• EXERCISE:
All that is required is the number of lines in this listing that hold "bench".
-- SOURCE DATA follows --
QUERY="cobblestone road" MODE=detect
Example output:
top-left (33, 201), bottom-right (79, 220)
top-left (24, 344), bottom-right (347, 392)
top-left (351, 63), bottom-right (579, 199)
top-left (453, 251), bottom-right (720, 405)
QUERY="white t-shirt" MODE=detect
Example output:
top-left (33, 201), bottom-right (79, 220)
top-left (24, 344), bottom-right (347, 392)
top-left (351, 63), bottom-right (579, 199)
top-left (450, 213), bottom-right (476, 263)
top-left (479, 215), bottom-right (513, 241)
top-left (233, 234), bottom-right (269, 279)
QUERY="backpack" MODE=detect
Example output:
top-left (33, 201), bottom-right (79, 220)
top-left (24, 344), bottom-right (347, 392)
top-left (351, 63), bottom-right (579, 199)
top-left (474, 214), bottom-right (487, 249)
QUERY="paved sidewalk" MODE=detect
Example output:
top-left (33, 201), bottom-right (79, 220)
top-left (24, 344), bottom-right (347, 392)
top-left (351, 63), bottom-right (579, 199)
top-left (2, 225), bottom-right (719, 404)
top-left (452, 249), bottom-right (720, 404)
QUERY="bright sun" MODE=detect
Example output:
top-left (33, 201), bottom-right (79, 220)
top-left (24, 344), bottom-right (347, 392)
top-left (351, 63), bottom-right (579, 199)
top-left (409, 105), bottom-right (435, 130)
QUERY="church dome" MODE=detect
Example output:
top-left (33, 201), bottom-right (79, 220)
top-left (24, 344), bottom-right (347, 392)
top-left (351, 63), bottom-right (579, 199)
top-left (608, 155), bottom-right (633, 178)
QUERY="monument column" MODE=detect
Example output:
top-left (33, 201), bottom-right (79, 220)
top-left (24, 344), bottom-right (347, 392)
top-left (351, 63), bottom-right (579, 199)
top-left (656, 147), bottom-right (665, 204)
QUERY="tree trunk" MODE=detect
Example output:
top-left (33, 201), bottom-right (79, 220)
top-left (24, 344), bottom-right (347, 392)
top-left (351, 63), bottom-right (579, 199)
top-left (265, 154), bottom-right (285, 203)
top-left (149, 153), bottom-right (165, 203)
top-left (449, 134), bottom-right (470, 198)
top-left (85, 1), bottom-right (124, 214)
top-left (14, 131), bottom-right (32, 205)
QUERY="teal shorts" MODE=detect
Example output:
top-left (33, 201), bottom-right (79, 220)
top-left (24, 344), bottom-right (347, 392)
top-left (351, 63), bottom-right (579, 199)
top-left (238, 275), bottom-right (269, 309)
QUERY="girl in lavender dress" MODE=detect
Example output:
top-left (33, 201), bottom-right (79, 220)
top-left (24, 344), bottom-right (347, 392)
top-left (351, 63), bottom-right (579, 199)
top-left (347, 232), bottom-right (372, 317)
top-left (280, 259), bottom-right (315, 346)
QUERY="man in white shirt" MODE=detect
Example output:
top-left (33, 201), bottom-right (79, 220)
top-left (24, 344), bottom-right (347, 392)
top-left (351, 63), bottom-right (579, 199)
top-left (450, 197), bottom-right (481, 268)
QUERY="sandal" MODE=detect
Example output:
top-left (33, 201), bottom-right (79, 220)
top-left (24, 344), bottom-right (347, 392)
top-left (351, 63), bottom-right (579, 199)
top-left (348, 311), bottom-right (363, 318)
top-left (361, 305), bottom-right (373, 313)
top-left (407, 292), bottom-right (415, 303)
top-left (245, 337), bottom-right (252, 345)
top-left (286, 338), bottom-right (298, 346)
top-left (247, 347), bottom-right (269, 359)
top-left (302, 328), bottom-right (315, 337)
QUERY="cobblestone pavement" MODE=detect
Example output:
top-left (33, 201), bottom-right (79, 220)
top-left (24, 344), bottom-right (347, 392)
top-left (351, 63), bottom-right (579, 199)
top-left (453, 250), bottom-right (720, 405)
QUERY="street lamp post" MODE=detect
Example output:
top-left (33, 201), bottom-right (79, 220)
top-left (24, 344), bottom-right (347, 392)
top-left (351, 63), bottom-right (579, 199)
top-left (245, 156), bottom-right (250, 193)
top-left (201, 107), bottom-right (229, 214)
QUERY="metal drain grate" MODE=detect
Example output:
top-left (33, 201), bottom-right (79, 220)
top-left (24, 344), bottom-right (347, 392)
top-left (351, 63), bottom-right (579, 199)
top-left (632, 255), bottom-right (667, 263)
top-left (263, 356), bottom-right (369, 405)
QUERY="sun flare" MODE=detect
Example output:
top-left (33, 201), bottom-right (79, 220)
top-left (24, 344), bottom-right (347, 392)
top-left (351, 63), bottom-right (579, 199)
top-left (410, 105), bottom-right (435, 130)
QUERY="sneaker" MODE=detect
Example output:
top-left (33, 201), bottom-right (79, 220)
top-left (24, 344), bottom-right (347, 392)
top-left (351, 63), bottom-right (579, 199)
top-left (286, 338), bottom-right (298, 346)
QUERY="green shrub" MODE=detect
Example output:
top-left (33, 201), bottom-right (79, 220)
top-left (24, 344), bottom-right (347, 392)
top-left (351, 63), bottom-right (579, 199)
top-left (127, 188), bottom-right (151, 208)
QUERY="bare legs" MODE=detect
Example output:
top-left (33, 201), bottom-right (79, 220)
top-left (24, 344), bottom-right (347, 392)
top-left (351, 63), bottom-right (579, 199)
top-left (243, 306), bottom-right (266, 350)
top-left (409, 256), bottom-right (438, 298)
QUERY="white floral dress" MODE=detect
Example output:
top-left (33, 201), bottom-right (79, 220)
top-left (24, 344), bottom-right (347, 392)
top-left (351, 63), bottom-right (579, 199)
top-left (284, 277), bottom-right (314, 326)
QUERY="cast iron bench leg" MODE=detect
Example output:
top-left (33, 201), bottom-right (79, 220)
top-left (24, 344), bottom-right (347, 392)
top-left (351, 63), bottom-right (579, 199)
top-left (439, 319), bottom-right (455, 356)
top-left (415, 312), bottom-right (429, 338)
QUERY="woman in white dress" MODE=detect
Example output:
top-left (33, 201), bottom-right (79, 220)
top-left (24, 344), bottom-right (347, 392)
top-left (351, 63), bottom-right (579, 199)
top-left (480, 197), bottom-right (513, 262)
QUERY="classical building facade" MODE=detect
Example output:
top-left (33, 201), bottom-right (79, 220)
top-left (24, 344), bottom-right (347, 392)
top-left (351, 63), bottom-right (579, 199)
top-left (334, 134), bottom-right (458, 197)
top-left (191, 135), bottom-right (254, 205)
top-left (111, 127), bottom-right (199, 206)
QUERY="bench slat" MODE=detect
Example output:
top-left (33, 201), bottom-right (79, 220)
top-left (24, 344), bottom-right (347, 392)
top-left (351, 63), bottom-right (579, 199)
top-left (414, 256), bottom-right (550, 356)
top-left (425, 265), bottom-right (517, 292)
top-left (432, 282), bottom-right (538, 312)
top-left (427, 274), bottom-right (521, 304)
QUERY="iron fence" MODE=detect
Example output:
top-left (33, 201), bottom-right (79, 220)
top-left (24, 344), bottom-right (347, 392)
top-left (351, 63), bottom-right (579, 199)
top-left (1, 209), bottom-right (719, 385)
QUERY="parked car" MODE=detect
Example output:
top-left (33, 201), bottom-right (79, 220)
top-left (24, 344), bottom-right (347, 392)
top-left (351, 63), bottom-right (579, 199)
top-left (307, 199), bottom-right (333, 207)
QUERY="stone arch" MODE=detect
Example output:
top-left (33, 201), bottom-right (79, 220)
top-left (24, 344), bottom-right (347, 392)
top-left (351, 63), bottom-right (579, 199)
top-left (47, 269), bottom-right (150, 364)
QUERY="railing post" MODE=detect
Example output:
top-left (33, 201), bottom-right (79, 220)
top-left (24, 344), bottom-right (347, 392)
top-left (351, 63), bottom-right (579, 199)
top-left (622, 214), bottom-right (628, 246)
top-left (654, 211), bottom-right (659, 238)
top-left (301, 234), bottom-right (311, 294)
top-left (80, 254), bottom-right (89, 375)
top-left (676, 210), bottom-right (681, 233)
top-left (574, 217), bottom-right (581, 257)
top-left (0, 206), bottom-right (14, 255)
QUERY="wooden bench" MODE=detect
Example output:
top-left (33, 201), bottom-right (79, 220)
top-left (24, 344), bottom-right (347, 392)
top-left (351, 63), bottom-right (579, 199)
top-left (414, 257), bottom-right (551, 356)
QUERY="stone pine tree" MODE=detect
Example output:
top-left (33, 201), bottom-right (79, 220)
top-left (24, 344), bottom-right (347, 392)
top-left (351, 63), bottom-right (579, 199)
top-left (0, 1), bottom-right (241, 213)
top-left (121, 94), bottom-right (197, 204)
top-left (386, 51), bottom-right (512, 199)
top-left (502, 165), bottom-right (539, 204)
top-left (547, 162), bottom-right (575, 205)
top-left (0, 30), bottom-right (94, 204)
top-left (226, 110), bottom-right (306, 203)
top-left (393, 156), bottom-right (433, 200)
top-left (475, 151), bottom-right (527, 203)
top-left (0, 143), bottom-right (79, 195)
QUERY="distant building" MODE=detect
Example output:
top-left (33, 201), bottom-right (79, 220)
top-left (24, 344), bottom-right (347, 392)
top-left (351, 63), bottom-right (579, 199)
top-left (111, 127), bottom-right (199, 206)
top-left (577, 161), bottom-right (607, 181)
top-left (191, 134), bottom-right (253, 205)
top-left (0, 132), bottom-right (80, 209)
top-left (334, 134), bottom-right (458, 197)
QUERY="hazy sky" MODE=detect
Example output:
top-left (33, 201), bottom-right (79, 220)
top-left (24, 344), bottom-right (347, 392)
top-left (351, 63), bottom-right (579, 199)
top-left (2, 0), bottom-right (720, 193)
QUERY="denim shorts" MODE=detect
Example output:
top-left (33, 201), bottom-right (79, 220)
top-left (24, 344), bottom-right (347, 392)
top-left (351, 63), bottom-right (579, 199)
-- SOURCE DATA concluded --
• THE ANSWER:
3